### Data excerpts
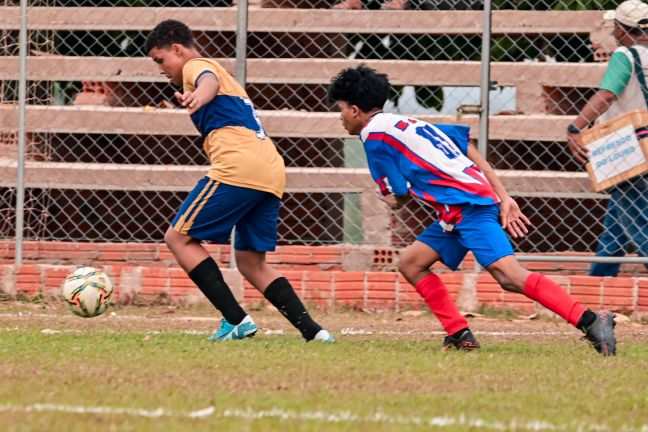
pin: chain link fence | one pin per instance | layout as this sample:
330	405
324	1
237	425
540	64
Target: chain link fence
110	157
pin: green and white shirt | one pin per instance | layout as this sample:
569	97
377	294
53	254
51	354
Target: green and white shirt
620	78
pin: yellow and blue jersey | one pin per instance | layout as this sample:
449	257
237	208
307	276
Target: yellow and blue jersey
240	152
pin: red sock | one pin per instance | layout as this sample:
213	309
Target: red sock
438	300
554	297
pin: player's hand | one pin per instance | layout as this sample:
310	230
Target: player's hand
393	201
576	147
512	218
189	100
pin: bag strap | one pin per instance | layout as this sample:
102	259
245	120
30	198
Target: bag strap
640	75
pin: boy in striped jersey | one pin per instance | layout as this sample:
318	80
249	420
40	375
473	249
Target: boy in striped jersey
436	164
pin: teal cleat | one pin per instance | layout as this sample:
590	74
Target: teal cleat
601	333
227	331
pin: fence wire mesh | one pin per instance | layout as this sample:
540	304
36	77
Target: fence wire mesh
95	98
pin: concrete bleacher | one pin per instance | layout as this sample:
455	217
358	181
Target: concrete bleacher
534	83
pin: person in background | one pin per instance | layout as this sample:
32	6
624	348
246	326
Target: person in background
626	221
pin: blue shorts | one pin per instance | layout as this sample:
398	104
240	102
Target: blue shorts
478	231
213	208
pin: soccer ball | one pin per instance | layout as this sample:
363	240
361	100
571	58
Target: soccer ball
87	291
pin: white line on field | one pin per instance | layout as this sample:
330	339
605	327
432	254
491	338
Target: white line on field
321	416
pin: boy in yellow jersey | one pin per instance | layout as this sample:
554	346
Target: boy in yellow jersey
243	188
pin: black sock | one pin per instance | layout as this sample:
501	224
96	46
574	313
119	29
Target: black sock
457	334
210	281
586	320
282	296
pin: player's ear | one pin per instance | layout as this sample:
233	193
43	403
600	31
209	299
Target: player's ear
176	49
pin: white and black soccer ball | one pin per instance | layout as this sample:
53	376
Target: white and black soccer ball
87	292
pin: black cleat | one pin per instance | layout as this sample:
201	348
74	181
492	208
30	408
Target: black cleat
465	342
601	333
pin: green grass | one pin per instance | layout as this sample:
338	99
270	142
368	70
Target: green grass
561	382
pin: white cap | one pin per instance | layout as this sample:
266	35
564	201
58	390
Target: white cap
631	13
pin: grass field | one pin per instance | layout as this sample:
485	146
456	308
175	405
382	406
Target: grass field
152	369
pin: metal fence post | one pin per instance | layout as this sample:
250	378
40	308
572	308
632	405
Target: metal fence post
22	96
485	80
241	77
484	112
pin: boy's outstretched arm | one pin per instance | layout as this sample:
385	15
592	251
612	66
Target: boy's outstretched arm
206	89
394	188
511	216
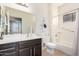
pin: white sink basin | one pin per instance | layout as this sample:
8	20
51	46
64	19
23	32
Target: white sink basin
17	37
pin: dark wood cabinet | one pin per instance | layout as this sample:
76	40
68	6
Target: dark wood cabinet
22	48
37	50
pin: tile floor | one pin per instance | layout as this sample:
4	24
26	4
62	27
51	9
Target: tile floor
56	53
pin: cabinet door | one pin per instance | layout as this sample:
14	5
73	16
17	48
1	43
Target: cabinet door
37	50
24	52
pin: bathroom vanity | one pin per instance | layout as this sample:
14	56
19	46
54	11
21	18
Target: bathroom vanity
31	47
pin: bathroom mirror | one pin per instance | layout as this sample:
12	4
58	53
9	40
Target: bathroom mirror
18	22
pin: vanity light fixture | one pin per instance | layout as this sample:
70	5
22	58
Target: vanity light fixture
23	4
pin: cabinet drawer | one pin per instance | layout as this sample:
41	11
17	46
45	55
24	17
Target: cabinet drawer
8	50
6	46
24	52
29	43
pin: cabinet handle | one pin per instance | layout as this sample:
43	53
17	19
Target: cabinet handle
30	52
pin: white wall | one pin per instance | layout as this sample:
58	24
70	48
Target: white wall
18	7
27	19
40	10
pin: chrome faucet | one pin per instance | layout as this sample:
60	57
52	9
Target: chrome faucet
1	35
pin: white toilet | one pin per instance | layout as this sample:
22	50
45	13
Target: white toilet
50	47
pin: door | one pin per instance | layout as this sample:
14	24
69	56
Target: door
37	50
25	52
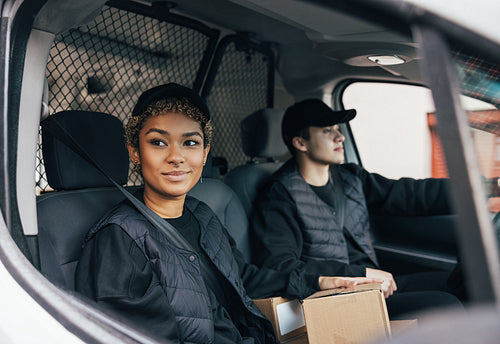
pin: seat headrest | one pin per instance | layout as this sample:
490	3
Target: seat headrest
261	134
100	135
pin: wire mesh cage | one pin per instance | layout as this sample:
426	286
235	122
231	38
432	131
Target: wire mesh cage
105	65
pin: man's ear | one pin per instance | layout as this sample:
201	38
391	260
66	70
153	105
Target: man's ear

### Task description
Would you return the whole listing above exactly as written, skipping any image?

### Reply to the task
pin: chain link fence | one pin per instance | layout as this sample:
330	405
324	1
237	425
540	64
Target: chain link fence
110	157
pin: green and white shirt | one pin per instance | layout as this sample:
569	97
377	294
53	254
51	354
Target: green and white shirt
620	78
pin: yellow and blue jersey | one pin per instance | layout as this sample:
449	257
237	208
307	276
Target: yellow and blue jersey
240	152
pin: red sock | one pin per instance | layout as this sample:
213	309
Target: red sock
438	300
554	297
pin: player's hand | one pin per instance | layout as this sample:
310	230
Target: player's hand
393	201
576	147
512	218
189	100
pin: bag strap | one pin per instance | layout as this sample:
102	259
245	120
30	198
Target: bag strap
640	75
pin: boy in striped jersey | one pin per instance | layout as this sample:
318	80
249	420
40	375
473	249
Target: boy in striped jersey
436	164
pin: teal cleat | one pin per instance | layout as this sample:
590	74
Target: teal cleat
601	333
227	331
pin: fence wire mesh | one pin per instance | layout as this sample:
540	304
36	77
Target: fence wire mesh
95	98
pin: concrete bleacher | one pin per instance | layout as this sample:
455	217
358	181
Target: concrete bleacher
534	83
pin: person in background | one pin per instance | layout as this sample:
32	6
624	348
246	326
Target: person in background
626	221
pin: blue shorts | one pin per instance | layout as this sample:
398	104
240	102
Target: blue shorts
478	231
213	208
pin: soccer ball | one pin per instance | layout as this sample:
363	240
361	100
571	58
Target: soccer ball
87	291
pin: white line on field | one pin per instance | layout as this sample:
330	339
605	327
432	254
491	338
Target: white line on field
321	416
pin: boy in yellow jersey | one pin per instance | layout as this sample:
554	346
Target: boy in yellow jersey
243	188
pin: black sock | one pin per instance | layout as this sample:
501	224
96	46
574	313
119	29
Target: black sock
457	334
210	281
586	320
282	296
pin: player's ear | one pin per instance | layout as this sample:
233	193
43	403
600	31
209	299
Target: player's ear
176	49
pin: white and black soccer ball | one pin per instance | layout as this sample:
53	376
Target: white and black soccer ball
87	292
pin: black cleat | one pin per instance | layout as this sample:
201	348
74	181
492	208
30	408
Target: black cleat
465	342
601	333
pin: green grass | one pin per instance | layout as this sample:
338	99
270	142
368	70
Target: green grass
561	382
pin: white cap | one pin per instance | layout as this sample:
266	35
564	201
58	390
Target: white cap
631	13
pin: grass field | one pin per instance | layout as this sample:
485	146
456	308
175	405
382	406
Target: grass field
152	369
pin: metal fence post | one pin per instance | layout as this sample:
250	378
40	308
572	308
632	405
Target: metal fence post
22	96
485	80
241	77
484	112
pin: boy's outstretched arm | one pin per instance | layout as this sample:
385	15
592	251
612	66
Target: boy's outstretched arm
206	89
394	188
511	216
pin: white sink basin | one pin per instance | layout as this sample:
8	20
51	46
64	19
23	32
Target: white sink basin
17	37
pin: dark wood cabinet | one pin per instance | layout as this sample:
76	40
68	6
Target: dark wood cabinet
22	48
37	50
pin: tile floor | one pin per instance | layout as this sample:
4	24
26	4
62	27
51	9
Target: tile floor
56	53
pin: cabinet door | one pin per instance | layout as this sample:
14	5
73	16
17	48
1	43
Target: cabinet door
37	50
24	52
pin: bathroom vanity | one pin per instance | layout as this sample:
14	56
19	46
54	11
21	18
Target: bathroom vanity
31	47
pin: bathroom mirror | one pin per instance | layout as this sample:
12	4
58	53
9	40
Target: bathroom mirror
18	22
pin: vanity light fixture | one pin per instance | layout as this sample:
70	5
22	58
Target: vanity light fixture
23	4
pin: cabinet drawer | one pin per instance | layout as this sample:
41	11
17	46
45	55
24	17
Target: cabinet drawer
8	50
6	46
24	52
29	43
pin: cabinet handle | one pin per instance | layout as this sample:
43	53
17	19
Target: cabinet handle
30	52
pin: white wall | one pin per instance | layout as this sample:
58	24
70	48
Target: white wall
18	7
27	19
40	10
pin: chrome faucet | one pin per instance | layout as this sample:
60	57
52	9
Target: chrome faucet
1	35
pin: white toilet | one pin per instance | layout as this sample:
22	50
45	13
Target: white toilet
50	47
pin: door | one pin per instance | layout as this sample:
14	24
69	56
Target: door
37	50
25	52
pin: seat headrest | one pin per instance | layout as this sample:
490	3
Target: seat headrest
261	134
100	135
pin: wire mesh cage | one pin per instance | layout as this sample:
426	286
235	122
231	38
432	131
Target: wire mesh cage
105	65
pin: man's ear | one pin per instance | layout as this sample:
201	38
391	260
66	70
153	105
Target: man's ear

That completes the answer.